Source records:
+ + + + + + +

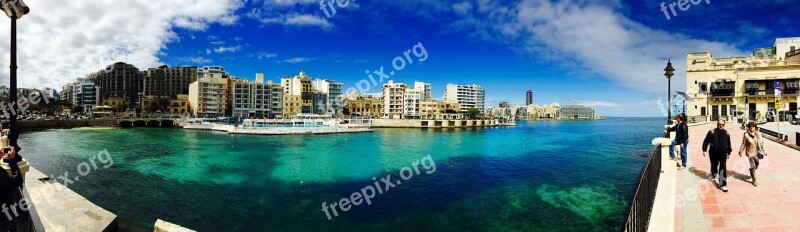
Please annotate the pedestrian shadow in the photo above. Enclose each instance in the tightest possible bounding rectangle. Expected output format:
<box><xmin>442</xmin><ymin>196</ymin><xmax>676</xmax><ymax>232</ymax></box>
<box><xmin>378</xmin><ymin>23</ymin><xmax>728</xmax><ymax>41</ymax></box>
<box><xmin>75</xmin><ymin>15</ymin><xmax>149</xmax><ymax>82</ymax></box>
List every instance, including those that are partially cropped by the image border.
<box><xmin>689</xmin><ymin>167</ymin><xmax>711</xmax><ymax>179</ymax></box>
<box><xmin>728</xmin><ymin>170</ymin><xmax>750</xmax><ymax>182</ymax></box>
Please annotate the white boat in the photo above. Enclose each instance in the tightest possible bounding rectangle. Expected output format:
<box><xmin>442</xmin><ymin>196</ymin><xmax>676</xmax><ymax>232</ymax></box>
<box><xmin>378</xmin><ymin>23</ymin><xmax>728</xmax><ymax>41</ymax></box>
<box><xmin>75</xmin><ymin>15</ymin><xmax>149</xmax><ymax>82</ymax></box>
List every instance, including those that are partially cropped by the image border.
<box><xmin>184</xmin><ymin>114</ymin><xmax>372</xmax><ymax>135</ymax></box>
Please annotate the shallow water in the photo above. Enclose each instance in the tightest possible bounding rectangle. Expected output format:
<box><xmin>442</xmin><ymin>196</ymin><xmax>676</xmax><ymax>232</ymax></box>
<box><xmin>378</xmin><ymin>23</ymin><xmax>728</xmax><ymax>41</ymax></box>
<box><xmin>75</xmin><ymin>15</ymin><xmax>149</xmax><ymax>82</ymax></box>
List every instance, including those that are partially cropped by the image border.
<box><xmin>20</xmin><ymin>118</ymin><xmax>663</xmax><ymax>231</ymax></box>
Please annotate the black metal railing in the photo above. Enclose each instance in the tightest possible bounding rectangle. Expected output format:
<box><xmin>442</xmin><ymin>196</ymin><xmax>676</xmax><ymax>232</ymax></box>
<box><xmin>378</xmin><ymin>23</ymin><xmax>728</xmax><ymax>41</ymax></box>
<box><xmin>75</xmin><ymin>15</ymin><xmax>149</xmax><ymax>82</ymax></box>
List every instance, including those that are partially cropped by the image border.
<box><xmin>621</xmin><ymin>144</ymin><xmax>662</xmax><ymax>232</ymax></box>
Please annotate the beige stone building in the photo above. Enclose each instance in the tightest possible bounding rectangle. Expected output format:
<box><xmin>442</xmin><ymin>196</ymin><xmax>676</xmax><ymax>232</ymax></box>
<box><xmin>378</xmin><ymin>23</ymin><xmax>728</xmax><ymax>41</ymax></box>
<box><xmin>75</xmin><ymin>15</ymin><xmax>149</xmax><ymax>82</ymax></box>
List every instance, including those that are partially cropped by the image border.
<box><xmin>686</xmin><ymin>37</ymin><xmax>800</xmax><ymax>122</ymax></box>
<box><xmin>189</xmin><ymin>73</ymin><xmax>229</xmax><ymax>117</ymax></box>
<box><xmin>281</xmin><ymin>71</ymin><xmax>314</xmax><ymax>118</ymax></box>
<box><xmin>383</xmin><ymin>80</ymin><xmax>408</xmax><ymax>119</ymax></box>
<box><xmin>345</xmin><ymin>95</ymin><xmax>383</xmax><ymax>118</ymax></box>
<box><xmin>419</xmin><ymin>100</ymin><xmax>464</xmax><ymax>120</ymax></box>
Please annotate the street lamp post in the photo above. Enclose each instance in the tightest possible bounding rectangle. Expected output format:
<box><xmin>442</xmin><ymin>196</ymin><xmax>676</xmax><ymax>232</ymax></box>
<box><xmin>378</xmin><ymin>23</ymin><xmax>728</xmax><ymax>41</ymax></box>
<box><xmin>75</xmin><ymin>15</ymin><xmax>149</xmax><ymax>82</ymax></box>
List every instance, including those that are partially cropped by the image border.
<box><xmin>664</xmin><ymin>60</ymin><xmax>675</xmax><ymax>125</ymax></box>
<box><xmin>2</xmin><ymin>0</ymin><xmax>30</xmax><ymax>152</ymax></box>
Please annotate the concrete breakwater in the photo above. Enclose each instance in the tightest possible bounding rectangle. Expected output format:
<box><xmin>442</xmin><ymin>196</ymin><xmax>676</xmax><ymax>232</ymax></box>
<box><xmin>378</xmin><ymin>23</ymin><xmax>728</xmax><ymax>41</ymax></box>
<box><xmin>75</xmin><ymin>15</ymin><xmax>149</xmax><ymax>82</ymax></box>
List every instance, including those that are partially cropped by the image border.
<box><xmin>2</xmin><ymin>119</ymin><xmax>119</xmax><ymax>131</ymax></box>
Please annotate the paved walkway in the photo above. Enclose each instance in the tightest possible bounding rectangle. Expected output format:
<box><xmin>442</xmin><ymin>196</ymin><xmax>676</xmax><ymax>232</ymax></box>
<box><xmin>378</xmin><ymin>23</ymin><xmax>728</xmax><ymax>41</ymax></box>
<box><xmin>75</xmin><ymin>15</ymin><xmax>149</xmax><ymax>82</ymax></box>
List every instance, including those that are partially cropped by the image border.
<box><xmin>675</xmin><ymin>123</ymin><xmax>800</xmax><ymax>231</ymax></box>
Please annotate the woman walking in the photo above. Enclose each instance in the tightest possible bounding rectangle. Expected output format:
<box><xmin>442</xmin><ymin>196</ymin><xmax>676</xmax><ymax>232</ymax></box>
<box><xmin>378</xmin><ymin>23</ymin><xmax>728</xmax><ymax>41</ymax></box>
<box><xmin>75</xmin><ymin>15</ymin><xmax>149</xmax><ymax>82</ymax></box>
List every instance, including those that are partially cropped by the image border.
<box><xmin>739</xmin><ymin>121</ymin><xmax>767</xmax><ymax>186</ymax></box>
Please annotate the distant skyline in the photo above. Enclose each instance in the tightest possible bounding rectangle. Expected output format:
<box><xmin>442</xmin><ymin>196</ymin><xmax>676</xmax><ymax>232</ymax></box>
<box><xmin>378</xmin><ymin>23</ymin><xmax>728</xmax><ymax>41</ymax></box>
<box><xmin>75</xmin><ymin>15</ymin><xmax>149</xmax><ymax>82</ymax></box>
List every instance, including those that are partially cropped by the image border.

+ + + + + + +

**Given exercise:** Lay out every line of the entries above as a Markdown table with the columns Row and Line, numbering the rows and skipping any blank lines. Leave the pictures out of the table.

**Response:**
| Row | Line |
|---|---|
| 1 | Please annotate the pedestrian shadow in the photo above. Enclose each instance in the tightest possible bounding rectangle. Expected output format: |
| 2 | <box><xmin>442</xmin><ymin>196</ymin><xmax>676</xmax><ymax>232</ymax></box> |
| 3 | <box><xmin>378</xmin><ymin>23</ymin><xmax>728</xmax><ymax>41</ymax></box> |
| 4 | <box><xmin>75</xmin><ymin>15</ymin><xmax>149</xmax><ymax>82</ymax></box> |
| 5 | List every instance, including those that are partially cropped by the image border. |
| 6 | <box><xmin>689</xmin><ymin>167</ymin><xmax>711</xmax><ymax>179</ymax></box> |
| 7 | <box><xmin>728</xmin><ymin>170</ymin><xmax>750</xmax><ymax>182</ymax></box> |
| 8 | Please annotate the white boat in the photo above. Enclose each instance in the tightest possible bounding rectangle. Expected output format: |
| 9 | <box><xmin>442</xmin><ymin>196</ymin><xmax>676</xmax><ymax>232</ymax></box> |
| 10 | <box><xmin>378</xmin><ymin>23</ymin><xmax>728</xmax><ymax>41</ymax></box> |
| 11 | <box><xmin>75</xmin><ymin>15</ymin><xmax>149</xmax><ymax>82</ymax></box> |
| 12 | List every instance, including those that are partially cropped by the image border. |
| 13 | <box><xmin>184</xmin><ymin>114</ymin><xmax>372</xmax><ymax>135</ymax></box> |
| 14 | Please annotate the shallow water in the photo above. Enclose each instance in the tightest possible bounding rectangle. Expected output format: |
| 15 | <box><xmin>442</xmin><ymin>196</ymin><xmax>676</xmax><ymax>232</ymax></box> |
| 16 | <box><xmin>378</xmin><ymin>23</ymin><xmax>728</xmax><ymax>41</ymax></box> |
| 17 | <box><xmin>75</xmin><ymin>15</ymin><xmax>149</xmax><ymax>82</ymax></box> |
| 18 | List every instance, including those that are partially cropped by the image border. |
| 19 | <box><xmin>20</xmin><ymin>118</ymin><xmax>663</xmax><ymax>231</ymax></box> |
| 20 | Please annotate the black metal railing in the photo above. Enclose each instance in the tightest possible bounding rectangle. Expected output format: |
| 21 | <box><xmin>442</xmin><ymin>196</ymin><xmax>676</xmax><ymax>232</ymax></box> |
| 22 | <box><xmin>378</xmin><ymin>23</ymin><xmax>728</xmax><ymax>41</ymax></box> |
| 23 | <box><xmin>75</xmin><ymin>15</ymin><xmax>149</xmax><ymax>82</ymax></box> |
| 24 | List every instance, including those that are partially cropped by the image border. |
| 25 | <box><xmin>621</xmin><ymin>144</ymin><xmax>662</xmax><ymax>232</ymax></box> |
| 26 | Please annotate the beige stone building in the photo above. Enclose each instance in the tightest possible bounding rectangle. Expected output format: |
| 27 | <box><xmin>442</xmin><ymin>196</ymin><xmax>676</xmax><ymax>232</ymax></box> |
| 28 | <box><xmin>378</xmin><ymin>23</ymin><xmax>728</xmax><ymax>41</ymax></box> |
| 29 | <box><xmin>75</xmin><ymin>15</ymin><xmax>149</xmax><ymax>82</ymax></box> |
| 30 | List every instance, including those that are partially cropped by the image border. |
| 31 | <box><xmin>686</xmin><ymin>37</ymin><xmax>800</xmax><ymax>122</ymax></box> |
| 32 | <box><xmin>189</xmin><ymin>73</ymin><xmax>229</xmax><ymax>117</ymax></box> |
| 33 | <box><xmin>281</xmin><ymin>71</ymin><xmax>314</xmax><ymax>118</ymax></box> |
| 34 | <box><xmin>383</xmin><ymin>80</ymin><xmax>408</xmax><ymax>119</ymax></box> |
| 35 | <box><xmin>345</xmin><ymin>95</ymin><xmax>383</xmax><ymax>118</ymax></box> |
| 36 | <box><xmin>419</xmin><ymin>100</ymin><xmax>464</xmax><ymax>120</ymax></box> |
| 37 | Please annotate the street lamp post in the photo above. Enclose each instance in the tightest possible bounding rectangle. Expected output format: |
| 38 | <box><xmin>442</xmin><ymin>196</ymin><xmax>676</xmax><ymax>232</ymax></box> |
| 39 | <box><xmin>378</xmin><ymin>23</ymin><xmax>728</xmax><ymax>41</ymax></box> |
| 40 | <box><xmin>75</xmin><ymin>15</ymin><xmax>149</xmax><ymax>82</ymax></box> |
| 41 | List every instance, including those that are partially cropped by the image border. |
| 42 | <box><xmin>664</xmin><ymin>60</ymin><xmax>675</xmax><ymax>125</ymax></box> |
| 43 | <box><xmin>2</xmin><ymin>0</ymin><xmax>30</xmax><ymax>152</ymax></box> |
| 44 | Please annotate the concrete breakwater in the photo above. Enclose each instance in the tightest possible bounding rectangle. Expected output format: |
| 45 | <box><xmin>442</xmin><ymin>196</ymin><xmax>676</xmax><ymax>232</ymax></box> |
| 46 | <box><xmin>378</xmin><ymin>23</ymin><xmax>728</xmax><ymax>41</ymax></box> |
| 47 | <box><xmin>75</xmin><ymin>15</ymin><xmax>149</xmax><ymax>82</ymax></box> |
| 48 | List every instance, including those that are partially cropped by the image border. |
| 49 | <box><xmin>2</xmin><ymin>119</ymin><xmax>119</xmax><ymax>131</ymax></box> |
| 50 | Please annotate the paved walkway in the photo above. Enclose each instance in the tightest possible bounding rectangle. Expected output format: |
| 51 | <box><xmin>442</xmin><ymin>196</ymin><xmax>676</xmax><ymax>232</ymax></box> |
| 52 | <box><xmin>378</xmin><ymin>23</ymin><xmax>728</xmax><ymax>41</ymax></box> |
| 53 | <box><xmin>75</xmin><ymin>15</ymin><xmax>149</xmax><ymax>82</ymax></box> |
| 54 | List every instance, including those that are partially cropped by the image border. |
| 55 | <box><xmin>675</xmin><ymin>123</ymin><xmax>800</xmax><ymax>231</ymax></box> |
| 56 | Please annotate the woman walking in the photo above. Enclose each instance in the tightest possible bounding rectangle. Expected output format: |
| 57 | <box><xmin>442</xmin><ymin>196</ymin><xmax>676</xmax><ymax>232</ymax></box> |
| 58 | <box><xmin>378</xmin><ymin>23</ymin><xmax>728</xmax><ymax>41</ymax></box> |
| 59 | <box><xmin>75</xmin><ymin>15</ymin><xmax>149</xmax><ymax>82</ymax></box> |
| 60 | List every instance, including those that are partially cropped by the image border. |
| 61 | <box><xmin>739</xmin><ymin>121</ymin><xmax>767</xmax><ymax>186</ymax></box> |
| 62 | Please annotate the distant skyline in the photo above. Enclose each instance in the tightest possible bounding rectangle. Expected output format: |
| 63 | <box><xmin>442</xmin><ymin>196</ymin><xmax>676</xmax><ymax>232</ymax></box> |
| 64 | <box><xmin>378</xmin><ymin>23</ymin><xmax>728</xmax><ymax>41</ymax></box> |
| 65 | <box><xmin>75</xmin><ymin>15</ymin><xmax>149</xmax><ymax>82</ymax></box> |
| 66 | List every instance, including those that are partially cropped by the image border. |